==== Data provided ====

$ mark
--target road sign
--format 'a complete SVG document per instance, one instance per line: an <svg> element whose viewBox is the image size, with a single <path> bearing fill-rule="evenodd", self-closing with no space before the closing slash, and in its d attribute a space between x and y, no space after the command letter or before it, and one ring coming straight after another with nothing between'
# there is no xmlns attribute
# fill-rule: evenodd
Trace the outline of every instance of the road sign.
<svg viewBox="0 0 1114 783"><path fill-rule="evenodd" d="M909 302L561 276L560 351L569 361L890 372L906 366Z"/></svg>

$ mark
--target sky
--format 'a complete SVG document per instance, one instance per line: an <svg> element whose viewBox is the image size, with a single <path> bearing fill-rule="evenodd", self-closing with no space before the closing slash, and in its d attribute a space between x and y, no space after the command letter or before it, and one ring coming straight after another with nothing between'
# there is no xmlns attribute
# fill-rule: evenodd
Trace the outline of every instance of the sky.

====

■ Written exercise
Convert every line of the entries above into a Markdown table with the columns "Row" and "Line," numbering the rows in order and omitting the blank lines.

■ Result
| Row | Line |
|---|---|
| 1 | $ mark |
| 2 | --target road sign |
| 3 | --format 'a complete SVG document per instance, one instance per line: an <svg> element whose viewBox is the image size, with a single <path> bearing fill-rule="evenodd", self-closing with no space before the closing slash, and in its d attribute a space between x and y, no space after the command letter or before it, and one ring coming straight after another with nothing between' |
| 4 | # there is no xmlns attribute |
| 5 | # fill-rule: evenodd |
| 6 | Trace the outline of every instance of the road sign. |
| 7 | <svg viewBox="0 0 1114 783"><path fill-rule="evenodd" d="M909 302L561 276L560 351L569 361L890 372L906 366Z"/></svg> |
| 8 | $ mark |
| 9 | --target sky |
| 10 | --format 'a complete SVG document per instance, one instance per line: an <svg> element whose viewBox is the image size, with a single <path> bearing fill-rule="evenodd", self-closing with no space before the closing slash, and in its d attribute a space between x and y, no space after the command letter or before it, and one ring coming straight after another with nothing between' |
| 11 | # there is no xmlns attribute |
| 12 | # fill-rule: evenodd |
| 13 | Trace the outline of every instance of the sky. |